◆ SELECTED EXTRACT:
Note that I specified an option to kill any requests that weren't part of the recording, you can also let them pass through and they'll go to the internet. It would make things less stable to do that, though.

I imagine that this is a problem with the recording stopping too early. Both the banner and the Popups EventLogging schema are most likely loaded with low priority.

The first time we run browsertime, when it's not throttled, it might close the browser "too early", when those low priority modules haven't had a chance to load yet. But once you throttle the connection on the replay, the modules have time to be requested, but they aren't in the recording.

I think the solution would be to keep browsertime/the browser running for longer on the first run, to make sure that the recording captures all the low-priority modules.

Hmm it doesn't seems to work for me, can you check @Gilles that your HAR looks ok?

When I run with 100 ms latency with WebPageReplay the waterfall looks like this:

Screen Shot 2017-11-14 at 2.10.21 PM.png (910×2 px, 307 KB)

But for Firefox and MITM:

Screen Shot 2017-11-14 at 2.09.51 PM.png (802×1 px, 257 KB)

something is really slow for me, hmm.

By default Browsertime closes after onLoadEventEnd + 2 seconds. The

--pageCompleteCheck "return true;"

is probably just needed for WebPageReplay right (that changes JavaScript date etc that is normally used in the complete check).

Let me increase that for my test run, thanks.

Indeed, I'm seeing the same thing with a lot of images being stuck before being served, just for Firefox. Chrome is fine with mitmproxy. This would suggest the bad behavior comes from Firefox or its Selenium driver. Or maybe that's just how Firefox behaves when throttled this way? Or when it's connecting through a proxy?


Hmm, I think it can be that the HAR exporter report start really early for each requests and then just keep it in the blocked state? But the blocking seems crazy long. I have the same up and running without proxy but throttling the connection and there the blocking is only for the connecting to that new domain: https://results.sitespeed.io/en.wikipedia.org/2017-11-13-17-25-29/pages/en.wikipedia.org/wiki/Barack_Obama/ - for me at least it seems to be added by the proxy.

I asked Mozilla if it worked out good for them, let me ask again in a day or two when they are sober after the 57 release.

I'll halt the work on MITM proxy, asked if they have seen the same as we at Mozilla.

Today we run 11 runs on WebPageReplay, I'll change it to 7 now and see if we can keep the same great numbers.

Changed, The runs that start 10 CET will be 7. If that works out we can test 5 too, then we can squeeze in more URLs within an hour.

◆ SET TASK:
According to the forum thread, when does Browsertime close by default?

◆ RECORDS SHOWN:
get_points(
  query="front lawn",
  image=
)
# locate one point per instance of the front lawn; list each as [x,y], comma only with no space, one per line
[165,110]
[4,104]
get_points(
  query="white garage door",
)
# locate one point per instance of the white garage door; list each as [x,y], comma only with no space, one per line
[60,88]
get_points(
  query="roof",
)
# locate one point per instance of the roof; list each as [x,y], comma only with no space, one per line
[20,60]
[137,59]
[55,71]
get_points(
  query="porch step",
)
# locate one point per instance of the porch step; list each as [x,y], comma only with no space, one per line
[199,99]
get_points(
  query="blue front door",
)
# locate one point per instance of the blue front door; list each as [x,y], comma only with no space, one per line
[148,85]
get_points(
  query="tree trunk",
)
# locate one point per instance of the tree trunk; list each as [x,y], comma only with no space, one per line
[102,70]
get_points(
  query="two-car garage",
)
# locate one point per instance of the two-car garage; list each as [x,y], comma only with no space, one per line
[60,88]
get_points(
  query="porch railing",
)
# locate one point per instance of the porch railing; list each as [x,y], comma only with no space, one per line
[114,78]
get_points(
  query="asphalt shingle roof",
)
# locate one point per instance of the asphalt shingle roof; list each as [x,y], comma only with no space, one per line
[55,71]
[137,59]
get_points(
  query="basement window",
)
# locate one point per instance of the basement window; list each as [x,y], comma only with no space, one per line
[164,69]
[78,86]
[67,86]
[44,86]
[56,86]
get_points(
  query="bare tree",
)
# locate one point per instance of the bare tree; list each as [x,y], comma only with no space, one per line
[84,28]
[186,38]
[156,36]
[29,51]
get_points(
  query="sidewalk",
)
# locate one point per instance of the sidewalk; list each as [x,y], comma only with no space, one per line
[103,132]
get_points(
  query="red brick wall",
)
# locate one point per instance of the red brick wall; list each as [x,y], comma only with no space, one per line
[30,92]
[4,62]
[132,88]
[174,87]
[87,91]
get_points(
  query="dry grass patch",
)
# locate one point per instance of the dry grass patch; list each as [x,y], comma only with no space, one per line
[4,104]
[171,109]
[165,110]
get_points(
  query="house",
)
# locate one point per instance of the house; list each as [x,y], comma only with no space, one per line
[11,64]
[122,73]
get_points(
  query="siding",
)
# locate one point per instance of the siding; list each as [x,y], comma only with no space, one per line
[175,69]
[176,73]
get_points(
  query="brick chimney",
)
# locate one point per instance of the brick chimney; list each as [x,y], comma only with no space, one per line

◆ ANSWER TO THIS TASK:
After onLoadEventEnd plus 2 seconds.